(Selected text):
Speaker B:But you certainly see when you click a search, even with a Google search, or you try to search your local computer, you're sitting there, Sometimes it takes a few minutes.
Speaker B:You know, that's kind of what we're talking about here.
Speaker B:We're not talking about something that's for an active archive.
Speaker B:We're talking about something that you're waiting maybe a few minutes for as opposed to, you know, it's instantaneous.
Speaker B:You know, it's right there in the cache, ready to go.
Speaker B:Certainly when you're, when you're scrolling again on your phone, looking for that photo, you're just scrolling and scrolling and scrolling and scrolling.
Speaker B:Going back years.
Speaker B: If I found it back in: Speaker B:Maybe you could type it in, get back there fast.
Speaker B:But your human actions are actually probably slower than how fast the archive is going to actually be able to access that material, if you think about it, because we're dealing in the seconds world, that's dealing in the milliseconds world.
Speaker A:Right.
Speaker B:So it's still much faster than human perception.
Speaker A:Yeah, I'll date myself here a little bit.
Speaker A:My first computer, I read programs off of an audio tape cassette device.
Speaker A:It did audio signals to store onto the audio cassette and then you could read it back, and it read them back in the computer.
Speaker A:Very, very, very slow, very small, low capacity, obviously.
Speaker A:And, you know, random access wasn't even a term that was available, right.
Speaker A:I know there was.
Speaker A:I had 100 programs on this one cassette.
Speaker A:Now I wanted to find program number 37.
Speaker A:That was.
Speaker A:Let me look at my sheet of paper here.
Speaker A:That's at 10 minutes, 15 seconds onto the desk.
Speaker A:So that's right around here.
Speaker A:Let me try here.
Speaker A:Nope, that's in the middle of number 46.
Speaker A:I can try there.
Speaker A:Nope, nope, that's right too far back.
Speaker A:Let me find the right spot.
Speaker A:Okay.
Speaker A:You know, that's it.
Speaker A:That's it.
Speaker A:That's where I needed to be.
Speaker A:Well, my index is wrong.
Speaker A:I need to rewind to the beginning and then fast forward in order to get the index right.
Speaker A:You know, and, and, and you did that.
Speaker A:And eventually, you know, an hour later, you could load this 10K program and, and you have something running.
Speaker A:You know, obviously, when I got my first hard drive, I was amazed, right.
Speaker A:That, you know, now you look, I can do.
Speaker A:I can type the equivalent of LS and get a list of all my files.
Speaker A:Right.
Speaker A:So expectations have changed a lot for availability of data.
Speaker A:And now the problem isn't with most data that getting to the data takes A while.
Speaker A:The biggest problem now is figuring out which data you want and then getting to it.

(Dataset content):
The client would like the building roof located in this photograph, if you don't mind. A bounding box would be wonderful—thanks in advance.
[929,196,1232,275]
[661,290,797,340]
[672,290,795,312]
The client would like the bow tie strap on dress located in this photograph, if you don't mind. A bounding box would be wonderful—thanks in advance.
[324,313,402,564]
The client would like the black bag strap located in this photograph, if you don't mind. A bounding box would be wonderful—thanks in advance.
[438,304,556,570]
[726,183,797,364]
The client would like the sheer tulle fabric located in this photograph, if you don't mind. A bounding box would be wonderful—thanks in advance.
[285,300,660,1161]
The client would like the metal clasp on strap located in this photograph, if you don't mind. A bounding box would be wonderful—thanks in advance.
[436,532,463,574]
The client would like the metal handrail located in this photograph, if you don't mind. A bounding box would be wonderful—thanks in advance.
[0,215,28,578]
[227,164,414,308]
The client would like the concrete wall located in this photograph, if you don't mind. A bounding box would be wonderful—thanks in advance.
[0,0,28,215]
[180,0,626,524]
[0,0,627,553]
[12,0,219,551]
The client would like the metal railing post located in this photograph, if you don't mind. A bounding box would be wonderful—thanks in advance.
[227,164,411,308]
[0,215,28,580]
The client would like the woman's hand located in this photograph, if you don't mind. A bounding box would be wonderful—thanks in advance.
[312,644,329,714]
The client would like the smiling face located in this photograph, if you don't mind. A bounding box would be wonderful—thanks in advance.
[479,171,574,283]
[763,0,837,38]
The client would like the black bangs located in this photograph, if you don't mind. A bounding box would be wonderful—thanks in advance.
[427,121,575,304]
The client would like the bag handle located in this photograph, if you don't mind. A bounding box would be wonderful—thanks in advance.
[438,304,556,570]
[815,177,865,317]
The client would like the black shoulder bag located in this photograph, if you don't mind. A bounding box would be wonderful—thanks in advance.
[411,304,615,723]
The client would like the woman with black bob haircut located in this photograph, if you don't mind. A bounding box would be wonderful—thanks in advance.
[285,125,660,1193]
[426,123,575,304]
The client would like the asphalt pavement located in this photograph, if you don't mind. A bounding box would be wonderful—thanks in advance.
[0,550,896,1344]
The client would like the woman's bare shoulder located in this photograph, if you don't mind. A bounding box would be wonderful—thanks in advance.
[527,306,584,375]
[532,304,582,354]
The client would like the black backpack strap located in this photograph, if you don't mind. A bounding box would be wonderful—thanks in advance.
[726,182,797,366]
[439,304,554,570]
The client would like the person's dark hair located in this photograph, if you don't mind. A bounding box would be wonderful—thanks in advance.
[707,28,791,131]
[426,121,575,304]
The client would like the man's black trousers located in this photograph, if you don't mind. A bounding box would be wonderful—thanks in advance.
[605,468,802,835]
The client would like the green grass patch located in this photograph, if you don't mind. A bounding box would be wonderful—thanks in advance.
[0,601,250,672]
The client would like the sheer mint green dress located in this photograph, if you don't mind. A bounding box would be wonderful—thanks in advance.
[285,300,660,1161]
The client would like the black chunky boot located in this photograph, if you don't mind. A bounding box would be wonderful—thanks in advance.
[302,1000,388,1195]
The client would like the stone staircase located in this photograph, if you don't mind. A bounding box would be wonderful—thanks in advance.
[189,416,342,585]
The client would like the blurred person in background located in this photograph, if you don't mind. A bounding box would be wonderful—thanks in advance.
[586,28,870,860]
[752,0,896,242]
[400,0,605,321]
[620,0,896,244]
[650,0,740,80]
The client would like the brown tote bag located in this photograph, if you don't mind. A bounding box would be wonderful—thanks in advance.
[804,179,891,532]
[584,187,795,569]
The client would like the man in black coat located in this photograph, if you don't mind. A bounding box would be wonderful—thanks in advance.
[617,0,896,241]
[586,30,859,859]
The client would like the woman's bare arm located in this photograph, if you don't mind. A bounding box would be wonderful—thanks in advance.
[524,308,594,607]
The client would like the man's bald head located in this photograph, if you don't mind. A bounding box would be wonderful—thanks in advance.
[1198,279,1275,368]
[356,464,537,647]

* * *

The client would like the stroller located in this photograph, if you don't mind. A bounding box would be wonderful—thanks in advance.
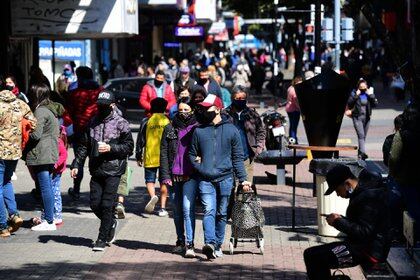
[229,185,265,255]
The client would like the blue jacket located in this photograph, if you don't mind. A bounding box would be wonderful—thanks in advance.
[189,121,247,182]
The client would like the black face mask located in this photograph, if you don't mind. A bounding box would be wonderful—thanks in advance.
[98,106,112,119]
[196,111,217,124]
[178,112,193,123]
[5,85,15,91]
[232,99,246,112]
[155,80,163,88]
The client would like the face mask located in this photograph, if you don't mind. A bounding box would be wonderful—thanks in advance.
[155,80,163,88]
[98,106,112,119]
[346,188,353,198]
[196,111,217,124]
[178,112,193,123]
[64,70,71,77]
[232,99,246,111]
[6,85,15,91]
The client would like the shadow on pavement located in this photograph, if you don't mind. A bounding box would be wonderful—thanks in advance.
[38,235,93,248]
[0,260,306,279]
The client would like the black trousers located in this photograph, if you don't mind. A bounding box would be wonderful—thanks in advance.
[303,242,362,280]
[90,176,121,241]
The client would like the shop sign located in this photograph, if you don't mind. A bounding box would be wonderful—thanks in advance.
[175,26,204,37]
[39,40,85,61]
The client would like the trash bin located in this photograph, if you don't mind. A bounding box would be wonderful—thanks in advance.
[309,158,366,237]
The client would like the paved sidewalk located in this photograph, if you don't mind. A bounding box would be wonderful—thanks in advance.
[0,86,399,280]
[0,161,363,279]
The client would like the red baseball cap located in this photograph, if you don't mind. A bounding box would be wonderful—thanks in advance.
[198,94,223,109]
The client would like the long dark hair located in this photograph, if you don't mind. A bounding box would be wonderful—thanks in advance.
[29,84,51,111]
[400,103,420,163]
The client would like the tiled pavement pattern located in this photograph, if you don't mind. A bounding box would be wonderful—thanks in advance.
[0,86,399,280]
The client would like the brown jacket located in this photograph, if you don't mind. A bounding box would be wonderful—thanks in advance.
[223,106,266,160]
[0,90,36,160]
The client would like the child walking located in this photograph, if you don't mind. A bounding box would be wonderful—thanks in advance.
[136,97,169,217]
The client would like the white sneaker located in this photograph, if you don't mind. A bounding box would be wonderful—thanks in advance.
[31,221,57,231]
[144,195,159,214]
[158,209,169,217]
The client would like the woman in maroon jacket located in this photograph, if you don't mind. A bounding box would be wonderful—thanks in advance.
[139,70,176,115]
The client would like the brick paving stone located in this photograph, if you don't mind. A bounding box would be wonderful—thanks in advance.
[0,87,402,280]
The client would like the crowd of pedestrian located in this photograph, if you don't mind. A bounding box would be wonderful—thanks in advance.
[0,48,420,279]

(Tasks for this exercise):
1. In the transcript, rewrite the stretch from "Speaker A:That's where" through "you did that.", changing "rewind" to "wind back".
2. Present the records from the line containing "The client would like the sheer tulle" through the line containing "[12,0,219,551]" as a numbered list, leaving out any blank lines.

(Task responses):
1.
Speaker A:That's where I needed to be.
Speaker A:Well, my index is wrong.
Speaker A:I need to wind back to the beginning and then fast forward in order to get the index right.
Speaker A:You know, and, and, and you did that.

2.
1. The client would like the sheer tulle fabric located in this photograph, if you don't mind. A bounding box would be wonderful—thanks in advance.
2. [285,300,660,1161]
3. The client would like the metal clasp on strap located in this photograph, if you don't mind. A bounding box would be wonderful—thanks in advance.
4. [436,532,463,574]
5. The client would like the metal handrail located in this photograph, if you don't mind. A bounding box would be wonderful—thanks in advance.
6. [0,215,28,578]
7. [227,164,414,308]
8. The client would like the concrete wall located in this photograph, if you don't mind. A bounding box would be wonderful—thanks in advance.
9. [0,0,28,215]
10. [180,0,626,524]
11. [0,0,627,553]
12. [12,0,219,551]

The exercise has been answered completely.